** Recorded information follows **
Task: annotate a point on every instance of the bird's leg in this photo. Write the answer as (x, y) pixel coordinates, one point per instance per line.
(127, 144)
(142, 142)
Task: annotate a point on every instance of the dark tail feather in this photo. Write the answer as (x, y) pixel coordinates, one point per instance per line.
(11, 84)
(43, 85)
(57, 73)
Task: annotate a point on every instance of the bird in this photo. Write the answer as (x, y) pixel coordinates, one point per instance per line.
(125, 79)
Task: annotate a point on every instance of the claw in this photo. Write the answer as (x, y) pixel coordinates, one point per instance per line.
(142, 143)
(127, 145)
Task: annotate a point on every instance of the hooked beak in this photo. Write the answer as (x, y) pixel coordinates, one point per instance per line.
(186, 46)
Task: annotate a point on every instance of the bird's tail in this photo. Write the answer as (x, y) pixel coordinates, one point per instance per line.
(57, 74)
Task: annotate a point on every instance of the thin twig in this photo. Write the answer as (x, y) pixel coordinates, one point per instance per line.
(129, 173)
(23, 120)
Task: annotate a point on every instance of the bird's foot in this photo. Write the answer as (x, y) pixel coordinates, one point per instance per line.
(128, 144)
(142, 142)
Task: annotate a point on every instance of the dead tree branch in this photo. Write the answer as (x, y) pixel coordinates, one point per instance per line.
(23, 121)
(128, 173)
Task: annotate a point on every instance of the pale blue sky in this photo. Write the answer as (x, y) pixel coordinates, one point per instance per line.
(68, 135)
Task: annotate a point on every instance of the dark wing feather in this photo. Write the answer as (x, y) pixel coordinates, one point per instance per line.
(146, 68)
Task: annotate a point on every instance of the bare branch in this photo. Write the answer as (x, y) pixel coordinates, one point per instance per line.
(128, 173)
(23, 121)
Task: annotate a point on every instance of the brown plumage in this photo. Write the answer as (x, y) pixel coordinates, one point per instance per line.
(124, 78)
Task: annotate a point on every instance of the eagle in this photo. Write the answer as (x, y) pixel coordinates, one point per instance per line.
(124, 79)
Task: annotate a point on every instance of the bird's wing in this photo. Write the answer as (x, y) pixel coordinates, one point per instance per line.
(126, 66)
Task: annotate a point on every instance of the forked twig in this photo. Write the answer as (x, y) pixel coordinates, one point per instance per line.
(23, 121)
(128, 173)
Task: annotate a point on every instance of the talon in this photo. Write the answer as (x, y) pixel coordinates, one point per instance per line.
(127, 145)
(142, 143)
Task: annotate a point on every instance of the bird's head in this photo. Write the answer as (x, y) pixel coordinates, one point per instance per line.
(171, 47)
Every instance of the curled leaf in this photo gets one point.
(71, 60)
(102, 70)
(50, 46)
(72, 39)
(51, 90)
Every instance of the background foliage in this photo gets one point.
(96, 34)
** End of Recorded information **
What you will do: Transcribe the data in full, keeping every character.

Exercise answer:
Task: annotate a point on every instance of the bird's leg in this photo. Write the answer as (x, y) pixel coordinates, one point per instance per line.
(127, 144)
(142, 142)
Task: annotate a point on every instance of the dark tail feather in this photo. Write the answer as (x, y) pixel coordinates, one point per instance per line.
(11, 84)
(43, 85)
(57, 73)
Task: annotate a point on every instance of the bird in this photo. Write the answer as (x, y) pixel coordinates, one point per instance per line.
(125, 79)
Task: annotate a point on every instance of the claw in this photo. Write the answer as (x, y) pixel coordinates, one point per instance per line.
(142, 143)
(127, 145)
Task: annotate a point on every instance of the hooked beak in this photo. Write the answer as (x, y) pixel coordinates, one point per instance per line.
(186, 46)
Task: annotate a point on every instance of the bird's tail in this photo. Write the answer as (x, y) pixel coordinates, one point per instance per line.
(57, 74)
Task: annotate a point on every instance of the thin twig in this photo. Write the answer as (x, y) pixel coordinates, one point per instance per line.
(129, 173)
(23, 120)
Task: annotate a point on every instance of the bird's foot in this photo. Write the answer as (x, y) pixel coordinates, one point per instance per line.
(128, 144)
(142, 142)
Task: annotate a point on every instance of the dead tree branch in this photo. Write the answer as (x, y) pixel coordinates, one point per instance per line.
(23, 121)
(128, 173)
Task: annotate a point on every instance of the pale blue sky in this photo. Write the answer as (x, y) pixel coordinates, one point per instance per line.
(68, 135)
Task: annotate a point on every instance of the dark wing feather in this photo. Write the answer as (x, y) pixel coordinates, one point per instance per line.
(146, 68)
Task: annotate a point on every instance of the bare branch in this photo. Write the answer as (x, y) pixel coordinates, one point per instance per line.
(128, 173)
(23, 121)
Task: annotate a point on every instance of the brown plumage in this photo. Write the answer as (x, y) pixel coordinates, one point per instance per line.
(124, 78)
Task: annotate a point on every instance of the eagle in this photo. Write the answer as (x, y) pixel coordinates, one point per instance per line.
(124, 79)
Task: annotate a point on every instance of the bird's wing in this photo. Write the answer as (x, y) pixel coordinates, one point per instance per line.
(126, 66)
Task: annotate a point on every instance of the forked twig in this photo. Write the answer as (x, y) pixel coordinates, one point per instance per line.
(23, 121)
(128, 173)
Task: annotate a point on every instance of the talon in this photo. Write the answer as (x, y) pixel coordinates, one point per instance per line.
(127, 145)
(142, 143)
Task: annotate a point on every instance of the bird's head in this photo. Write the answer as (x, y) pixel coordinates, one point per instance per line.
(171, 47)
Every instance of the curled leaf in this photo gets one point.
(71, 60)
(102, 70)
(50, 46)
(72, 39)
(51, 90)
Every instance of the background foliage in this photo gets one point.
(96, 34)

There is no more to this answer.